# To do
In the Leetcode notes, substitute "index" for "position" throughout the passage from "Leetcode M1318 Minimum" up to and including "the 32nd bit.)", and write out that passage.

Leetcode M1318 Minimum Flips to Make a OR b Equal to c, E1351 Count Negative Numbers in a Sorted Matrix
M1318 description: Given 3 positives numbers a, b and c. Return the minimum flips required in some bits of a and b to make ( a OR b == c ). (bitwise OR operation). Flip operation consists of change any single bit 1 to 0 or change the bit 0 to 1 in their binary representation. Constraints: 1 <= a <= $10^9$ 1 <= b <= $10^9$ 1 <= c <= $10^9$
This problem is very easy, a typical algorithm is to go through each bit position of the three numbers. If $c$ at that position is 1 but $a|b$ at that position is 0, we add one flip, and if $c$ is 0 we add one if $a$ is 1 and another one if $b$ is 1 at that position. (Since the numbers are positive, we don’t need to check the 32nd bit.)

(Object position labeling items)
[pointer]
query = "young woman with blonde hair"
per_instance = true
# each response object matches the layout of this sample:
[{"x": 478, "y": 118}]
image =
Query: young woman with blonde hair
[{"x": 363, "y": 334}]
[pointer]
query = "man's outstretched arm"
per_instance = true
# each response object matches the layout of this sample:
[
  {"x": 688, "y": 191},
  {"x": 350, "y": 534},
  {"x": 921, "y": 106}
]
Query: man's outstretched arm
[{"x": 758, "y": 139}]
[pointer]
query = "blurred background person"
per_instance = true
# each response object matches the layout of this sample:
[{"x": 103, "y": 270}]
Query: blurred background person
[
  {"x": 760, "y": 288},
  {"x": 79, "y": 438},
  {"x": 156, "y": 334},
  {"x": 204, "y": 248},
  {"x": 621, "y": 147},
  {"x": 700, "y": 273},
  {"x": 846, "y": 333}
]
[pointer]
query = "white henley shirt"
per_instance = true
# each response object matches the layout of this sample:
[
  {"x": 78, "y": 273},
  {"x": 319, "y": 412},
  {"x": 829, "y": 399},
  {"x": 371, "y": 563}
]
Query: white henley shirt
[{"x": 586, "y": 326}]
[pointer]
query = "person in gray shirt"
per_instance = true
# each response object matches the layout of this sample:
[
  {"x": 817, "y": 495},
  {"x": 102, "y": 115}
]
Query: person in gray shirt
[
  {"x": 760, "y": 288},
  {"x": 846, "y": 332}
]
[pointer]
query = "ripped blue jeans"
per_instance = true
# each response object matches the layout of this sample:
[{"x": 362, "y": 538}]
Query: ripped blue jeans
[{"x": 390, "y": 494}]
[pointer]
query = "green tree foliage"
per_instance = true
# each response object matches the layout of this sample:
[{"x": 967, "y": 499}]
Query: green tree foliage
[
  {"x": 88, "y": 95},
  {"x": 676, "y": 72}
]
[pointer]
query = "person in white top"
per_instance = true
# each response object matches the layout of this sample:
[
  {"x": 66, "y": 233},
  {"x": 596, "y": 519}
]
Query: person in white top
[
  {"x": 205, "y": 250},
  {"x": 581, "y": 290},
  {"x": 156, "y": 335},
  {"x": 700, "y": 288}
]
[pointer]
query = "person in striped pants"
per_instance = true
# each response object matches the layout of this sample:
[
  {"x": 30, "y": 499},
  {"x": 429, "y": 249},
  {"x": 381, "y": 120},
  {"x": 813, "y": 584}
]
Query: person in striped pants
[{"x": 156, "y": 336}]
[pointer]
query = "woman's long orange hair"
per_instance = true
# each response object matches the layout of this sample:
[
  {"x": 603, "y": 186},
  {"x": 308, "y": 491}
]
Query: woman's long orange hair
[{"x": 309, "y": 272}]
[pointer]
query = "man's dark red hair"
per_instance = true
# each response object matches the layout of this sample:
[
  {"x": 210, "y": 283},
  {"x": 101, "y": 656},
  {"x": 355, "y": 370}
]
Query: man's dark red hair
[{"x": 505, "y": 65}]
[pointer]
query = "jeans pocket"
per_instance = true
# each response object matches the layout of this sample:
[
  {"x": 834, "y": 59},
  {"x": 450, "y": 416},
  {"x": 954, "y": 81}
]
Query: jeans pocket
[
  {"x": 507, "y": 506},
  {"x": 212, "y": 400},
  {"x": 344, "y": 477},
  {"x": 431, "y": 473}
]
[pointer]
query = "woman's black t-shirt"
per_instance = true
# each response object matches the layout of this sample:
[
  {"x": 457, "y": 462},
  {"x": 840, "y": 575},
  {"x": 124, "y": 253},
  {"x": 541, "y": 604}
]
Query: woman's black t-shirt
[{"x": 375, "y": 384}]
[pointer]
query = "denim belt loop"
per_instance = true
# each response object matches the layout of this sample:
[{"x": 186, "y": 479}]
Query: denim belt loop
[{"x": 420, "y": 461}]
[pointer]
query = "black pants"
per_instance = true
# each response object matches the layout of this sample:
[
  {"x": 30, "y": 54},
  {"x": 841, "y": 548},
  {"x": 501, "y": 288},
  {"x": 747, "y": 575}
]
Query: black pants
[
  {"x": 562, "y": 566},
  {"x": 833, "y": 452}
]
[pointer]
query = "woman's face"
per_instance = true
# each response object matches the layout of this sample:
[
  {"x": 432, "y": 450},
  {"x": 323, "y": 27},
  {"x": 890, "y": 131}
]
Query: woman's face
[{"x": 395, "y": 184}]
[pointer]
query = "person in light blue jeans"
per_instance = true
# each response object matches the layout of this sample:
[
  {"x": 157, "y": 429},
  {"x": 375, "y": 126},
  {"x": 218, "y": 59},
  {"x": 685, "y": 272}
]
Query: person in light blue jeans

# Completed task
Leetcode M1318 Minimum Flips to Make a OR b Equal to c, E1351 Count Negative Numbers in a Sorted Matrix
M1318 description: Given 3 positives numbers a, b and c. Return the minimum flips required in some bits of a and b to make ( a OR b == c ). (bitwise OR operation). Flip operation consists of change any single bit 1 to 0 or change the bit 0 to 1 in their binary representation. Constraints: 1 <= a <= $10^9$ 1 <= b <= $10^9$ 1 <= c <= $10^9$
This problem is very easy, a typical algorithm is to go through each bit index of the three numbers. If $c$ at that index is 1 but $a|b$ at that index is 0, we add one flip, and if $c$ is 0 we add one if $a$ is 1 and another one if $b$ is 1 at that index. (Since the numbers are positive, we don’t need to check the 32nd bit.)